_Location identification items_
— begin —
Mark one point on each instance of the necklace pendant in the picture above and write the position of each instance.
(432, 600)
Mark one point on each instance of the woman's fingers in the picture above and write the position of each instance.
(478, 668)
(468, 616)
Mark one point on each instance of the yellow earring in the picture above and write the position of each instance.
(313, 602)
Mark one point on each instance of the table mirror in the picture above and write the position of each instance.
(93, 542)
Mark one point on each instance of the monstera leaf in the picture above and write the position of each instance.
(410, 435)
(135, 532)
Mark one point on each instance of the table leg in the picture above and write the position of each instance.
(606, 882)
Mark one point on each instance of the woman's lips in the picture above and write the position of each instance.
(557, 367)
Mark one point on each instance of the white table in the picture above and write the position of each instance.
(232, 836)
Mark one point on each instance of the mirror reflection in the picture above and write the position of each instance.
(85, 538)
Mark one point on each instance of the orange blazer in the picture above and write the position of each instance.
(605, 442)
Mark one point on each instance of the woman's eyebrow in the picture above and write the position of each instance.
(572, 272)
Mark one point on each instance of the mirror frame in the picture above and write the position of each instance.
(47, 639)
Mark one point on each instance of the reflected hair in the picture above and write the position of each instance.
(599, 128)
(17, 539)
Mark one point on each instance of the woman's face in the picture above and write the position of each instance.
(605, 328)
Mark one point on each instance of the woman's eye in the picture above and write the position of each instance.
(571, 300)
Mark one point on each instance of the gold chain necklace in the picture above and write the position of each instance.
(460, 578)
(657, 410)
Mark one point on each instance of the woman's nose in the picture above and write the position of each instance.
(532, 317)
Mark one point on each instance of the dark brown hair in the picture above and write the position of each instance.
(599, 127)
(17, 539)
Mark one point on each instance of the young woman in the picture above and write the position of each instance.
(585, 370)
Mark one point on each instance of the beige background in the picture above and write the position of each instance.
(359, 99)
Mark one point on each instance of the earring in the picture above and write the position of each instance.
— end —
_What you are asked to do_
Produce a verbatim transcription of the entries above.

_Answer to this exercise_
Mark one point on each instance of the necklace pendant in the picture above and write the position of each instance.
(432, 600)
Mark one point on each instance of the woman's fingers in the picture above and write the position of each instance.
(478, 668)
(468, 616)
Mark one point on each instance of the yellow earring in the picture above and write the position of each instance.
(313, 602)
Mark one point on each instance of the table mirror in the picture above and write the position of each instance.
(93, 542)
Mark one point on each instance of the monstera leaf in the picture above and write the position of each instance.
(410, 435)
(135, 532)
Mark one point on each instance of the table leg in the picture above and write the position of each instance.
(606, 882)
Mark one point on each instance of the woman's lips in the picture above and write the position of each instance.
(557, 367)
Mark one point on each instance of the white table in the picture above and write the position of each instance.
(232, 836)
Mark one point on each instance of the mirror reflection in the picture above and write the position of each instance.
(85, 538)
Mark one point on each instance of the orange blazer in the picture above and write the position of each instance.
(605, 442)
Mark one point on each instance of the woman's eyebrow in the picture above and write the position of each instance.
(572, 272)
Mark one point on each instance of the mirror frame in the picture above and write the position of each instance.
(47, 639)
Mark one point on each instance of the reflected hair in the picture above and write the position of each instance.
(599, 128)
(17, 539)
Mark one point on each instance of the woman's face in the picture above and write the position of each instance.
(605, 328)
Mark one point on each instance of the woman's eye in the picture above and write the position of each instance.
(571, 300)
Mark one point on each instance of the gold chain necklace in the picture above and write the position of each instance.
(460, 578)
(657, 410)
Mark one point on each instance of the woman's nose in the picture above and write the position of each instance.
(532, 317)
Mark one point on each instance of the dark brown hair in the picture above and write the position of each instance.
(599, 127)
(17, 539)
Mark one point on each instance of the young woman in the picture above and write the position of each instance.
(585, 370)
Mark one point on each instance of the beige background in the picture above and write the position of each instance.
(359, 99)
Mark one point on each instance of the earring in the picture above and write the position of each instance.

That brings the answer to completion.